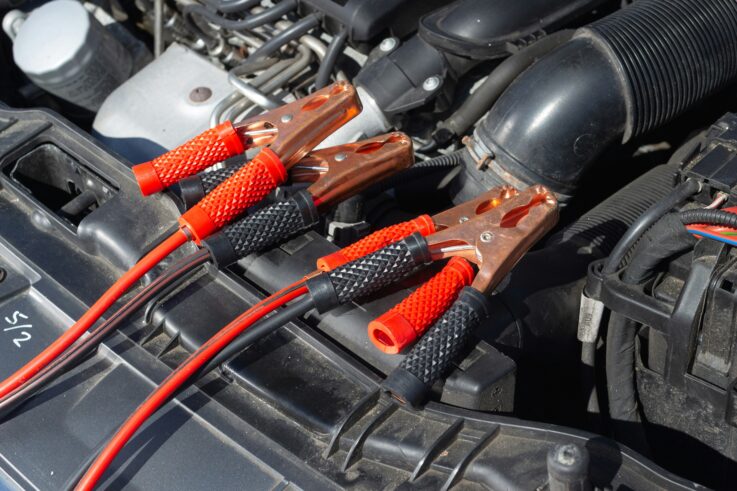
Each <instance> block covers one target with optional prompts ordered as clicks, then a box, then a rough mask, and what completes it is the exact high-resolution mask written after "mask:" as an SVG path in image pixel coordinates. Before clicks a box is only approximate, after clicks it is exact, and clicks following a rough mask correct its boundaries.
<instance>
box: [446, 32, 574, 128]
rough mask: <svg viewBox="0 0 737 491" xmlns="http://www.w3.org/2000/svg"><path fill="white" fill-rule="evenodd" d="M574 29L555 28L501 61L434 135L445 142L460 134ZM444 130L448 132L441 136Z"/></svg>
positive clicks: (570, 35)
mask: <svg viewBox="0 0 737 491" xmlns="http://www.w3.org/2000/svg"><path fill="white" fill-rule="evenodd" d="M574 32H575V31H573V30H565V31H558V32H556V33H553V34H551V35H549V36H546V37H544V38H542V39H540V40H539V41H537V42H536V43H534V44H532V45H530V46H528V47H526V48H525V49H523V50H521V51H519V52H517V53H515V54H513V55H512V56H510V57H509V58H507V59H506V60H504V61H503V62H501V63H500V64H499V65H498V66H497V67H496V68H495V69H494V70H493V71H492V72H491V73H490V74H489V76H488V77H486V80H484V82H483V83H482V84H481V85H480V86H479V87H478V88H477V89H476V90H475V91H474V93H473V94H471V95H470V96H469V97H468V99H466V101H465V102H464V103H463V104H462V105H461V107H459V108H458V109H457V110H456V112H454V113H453V114H452V115H451V116H450V117H449V118H448V119H446V120H445V121H443V122H441V123H440V124H439V125H438V131H436V135H437V138H439V139H440V140H441V141H448V140H449V139H450V137H451V135H453V136H459V135H463V134H464V133H465V132H466V131H468V129H469V128H470V127H471V126H473V125H474V124H475V123H476V122H477V121H478V120H479V119H481V117H482V116H483V115H484V113H486V111H488V110H489V108H490V107H491V106H493V105H494V103H495V102H496V100H497V99H498V98H499V97H500V96H501V95H502V94H503V93H504V91H505V90H506V89H507V87H509V85H510V84H511V83H512V82H514V80H515V79H516V78H517V77H519V76H520V74H522V72H524V71H525V70H527V69H528V68H529V67H531V66H532V65H533V64H534V63H535V62H536V61H537V60H539V59H540V58H542V57H543V56H545V55H547V54H548V53H550V52H551V51H553V50H554V49H556V48H558V47H559V46H561V45H562V44H563V43H565V42H567V41H569V40H570V39H571V38H572V37H573V34H574ZM443 130H446V131H447V132H449V133H450V135H443Z"/></svg>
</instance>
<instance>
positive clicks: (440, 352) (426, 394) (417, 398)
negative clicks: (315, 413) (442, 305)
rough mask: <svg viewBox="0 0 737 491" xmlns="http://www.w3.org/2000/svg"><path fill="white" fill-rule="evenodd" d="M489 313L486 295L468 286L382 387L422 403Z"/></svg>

Problem requirements ▸ Reproduce the records above with every occurrence of "rough mask" swapped for "coarse mask" and nothing else changed. Omit the pictures.

Solution below ▸
Each <instance> block covers one target with optional prompts ordered as clicks, then a box, then a coarse mask, and what completes it is the exact high-resolution mask written after "mask:" as an SVG path in image pixel coordinates. Before clicks a box is only approximate, after clicks it is exact, and clicks following a coarse mask correct its boundaries.
<instance>
box: [446, 32, 574, 128]
coarse mask: <svg viewBox="0 0 737 491" xmlns="http://www.w3.org/2000/svg"><path fill="white" fill-rule="evenodd" d="M574 29L555 28L501 61L434 135L445 142L460 134ZM444 130L448 132L441 136Z"/></svg>
positive clicks: (570, 35)
mask: <svg viewBox="0 0 737 491" xmlns="http://www.w3.org/2000/svg"><path fill="white" fill-rule="evenodd" d="M574 32H575V31H573V30H565V31H558V32H556V33H553V34H551V35H549V36H546V37H544V38H542V39H540V40H539V41H537V42H536V43H534V44H532V45H530V46H528V47H526V48H525V49H523V50H521V51H519V52H517V53H515V54H513V55H512V56H510V57H509V58H507V59H506V60H504V61H503V62H501V63H500V64H499V65H498V66H497V67H496V68H495V69H494V70H493V71H492V72H491V73H490V74H489V76H488V77H486V80H484V82H483V83H482V84H481V85H480V86H479V87H478V88H477V89H476V90H475V91H474V93H473V94H471V95H470V96H469V97H468V99H466V101H465V102H464V103H463V104H462V105H461V107H459V108H458V109H457V110H456V112H454V113H453V114H452V115H451V116H450V117H449V118H448V119H446V120H445V121H443V122H441V123H440V124H439V125H438V131H436V135H437V138H439V139H440V140H441V141H448V140H449V139H450V137H451V135H453V136H459V135H463V134H464V133H465V132H466V131H468V129H469V128H470V127H471V126H473V125H474V124H475V123H476V122H477V121H478V120H479V119H481V117H482V116H483V115H484V113H486V111H488V110H489V108H490V107H491V106H493V105H494V103H495V102H496V100H497V99H498V98H499V97H500V96H501V95H502V94H503V93H504V91H505V90H506V89H507V87H509V85H510V84H511V83H512V82H514V80H515V79H516V78H517V77H519V76H520V74H522V72H524V71H525V70H527V69H528V68H529V67H531V66H532V65H533V64H534V63H535V62H536V61H537V60H539V59H540V58H542V57H543V56H545V55H547V54H548V53H550V52H551V51H553V50H554V49H556V48H558V47H559V46H561V45H562V44H563V43H565V42H567V41H569V40H570V39H571V38H572V37H573V34H574ZM443 130H446V131H447V132H449V133H450V135H443Z"/></svg>
</instance>
<instance>
positive clicks: (440, 352) (426, 394) (417, 398)
negative clicks: (315, 413) (442, 305)
coarse mask: <svg viewBox="0 0 737 491" xmlns="http://www.w3.org/2000/svg"><path fill="white" fill-rule="evenodd" d="M489 313L486 295L468 286L382 387L422 403Z"/></svg>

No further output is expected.